EXERCISE -
Print all entries precisely as they are written.

DATA SHOWN -
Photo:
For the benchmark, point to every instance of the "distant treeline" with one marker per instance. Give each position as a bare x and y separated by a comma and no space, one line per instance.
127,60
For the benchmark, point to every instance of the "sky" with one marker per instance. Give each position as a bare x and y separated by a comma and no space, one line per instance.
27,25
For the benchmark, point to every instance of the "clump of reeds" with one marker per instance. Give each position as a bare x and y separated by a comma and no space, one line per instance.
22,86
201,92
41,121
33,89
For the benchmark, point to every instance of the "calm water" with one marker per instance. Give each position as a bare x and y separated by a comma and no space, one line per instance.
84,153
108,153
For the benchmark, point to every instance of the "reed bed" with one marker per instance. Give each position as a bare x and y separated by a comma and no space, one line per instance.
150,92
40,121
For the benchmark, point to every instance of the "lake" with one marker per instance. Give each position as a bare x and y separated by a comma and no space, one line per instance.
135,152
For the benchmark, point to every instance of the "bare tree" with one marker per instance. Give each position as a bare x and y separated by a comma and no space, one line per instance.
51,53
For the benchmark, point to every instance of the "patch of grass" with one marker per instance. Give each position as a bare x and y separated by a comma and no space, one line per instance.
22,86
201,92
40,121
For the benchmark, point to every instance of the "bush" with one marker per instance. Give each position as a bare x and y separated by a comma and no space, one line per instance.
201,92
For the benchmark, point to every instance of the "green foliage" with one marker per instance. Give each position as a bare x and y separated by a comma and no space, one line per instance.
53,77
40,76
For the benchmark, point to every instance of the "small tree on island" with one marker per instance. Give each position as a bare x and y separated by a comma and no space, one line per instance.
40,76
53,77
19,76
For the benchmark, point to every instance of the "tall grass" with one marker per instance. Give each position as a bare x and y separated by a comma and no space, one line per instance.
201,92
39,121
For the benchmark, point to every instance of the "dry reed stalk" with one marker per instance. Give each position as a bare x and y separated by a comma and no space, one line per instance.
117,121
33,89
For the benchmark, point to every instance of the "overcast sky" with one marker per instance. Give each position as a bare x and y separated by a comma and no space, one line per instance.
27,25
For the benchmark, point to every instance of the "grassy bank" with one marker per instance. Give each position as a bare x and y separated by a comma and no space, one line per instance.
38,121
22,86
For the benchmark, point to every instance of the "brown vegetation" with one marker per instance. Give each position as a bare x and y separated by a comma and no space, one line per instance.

REPLY TO THE TASK -
Photo:
For the benchmark, point to every instance of the "distant treeline" with one marker per instance. Give each position as a bare x and y separated by a comma and no space, one line per instance.
127,60
For the benchmark, point to every instance of the "sky" with one marker per instance. Give each position as a bare x and y separated by a comma and no space, one line per instance.
27,25
For the benchmark, point to every instance of the "clump of reeds" with one marker per instance. Give each position as a bare x and y separated by a comma and no space, one line per instance.
22,86
201,92
41,121
33,89
For the benchmark, point to every instance of the "calm water" with one marker per instance. Give each position as a bare x and y separated by a comma and no space, one line per instance.
84,153
108,153
For the benchmark, point to every instance of the "reed bed" with one marker per instance. Give each position as a bare x and y separated by a comma and no space, one line per instance.
150,92
40,121
For the benchmark, point to every instance of the "lake" with one marker per instance. Give each position as a bare x and y separated by a comma and no space, one line per instance.
135,152
For the benchmark, point to every instance of the "bare tree" with one marker per instance. Give each position as a bare x and y separated by a comma and no space, one line per instance.
51,53
For the benchmark, point to every instance of the "patch of grass" with one marker per instance. Give each position as a bare x and y separated by a comma and no space, one line per instance.
22,86
201,92
40,121
For the benchmark, point to every instance of the "bush" with one marker per instance. Give each position as a bare x and y separated by a comma and no space, one line per instance.
201,92
For the benchmark, point to every instance of the "green foliage" with one marker per instance. Give each position as a bare x and y separated by a comma and no space, one line per instance.
53,77
40,76
For the benchmark, point to every instance of the "small tree on island" with one marker per instance. Give each position as a bare x and y separated by a comma and no space, one line per instance.
40,76
53,77
19,76
For the benchmark, point to every instance of the "tall grass" with one marker per instance. Give each position as a bare x and y separated by a comma and no space, one line per instance.
201,92
39,121
For the benchmark, point to every instance of the "dry reed stalk" with one marker per instance. Give each position as a bare x and y separated by a comma and no space, one line per instance.
117,121
33,89
For the benchmark, point to every instance of the "overcast sky" with one marker per instance. Give each position as a bare x and y separated by a comma and no space, one line per instance.
27,25
For the benchmark, point to every instance of the "grassy bank" with one marker per instance. Give each position as a bare x and y separated by a comma and no space, one line per instance.
38,121
22,86
For the benchmark, point to every instance of the "brown vegetation" with one marker per instance. Give each position as a bare x and y separated by a comma and no space, one line per instance.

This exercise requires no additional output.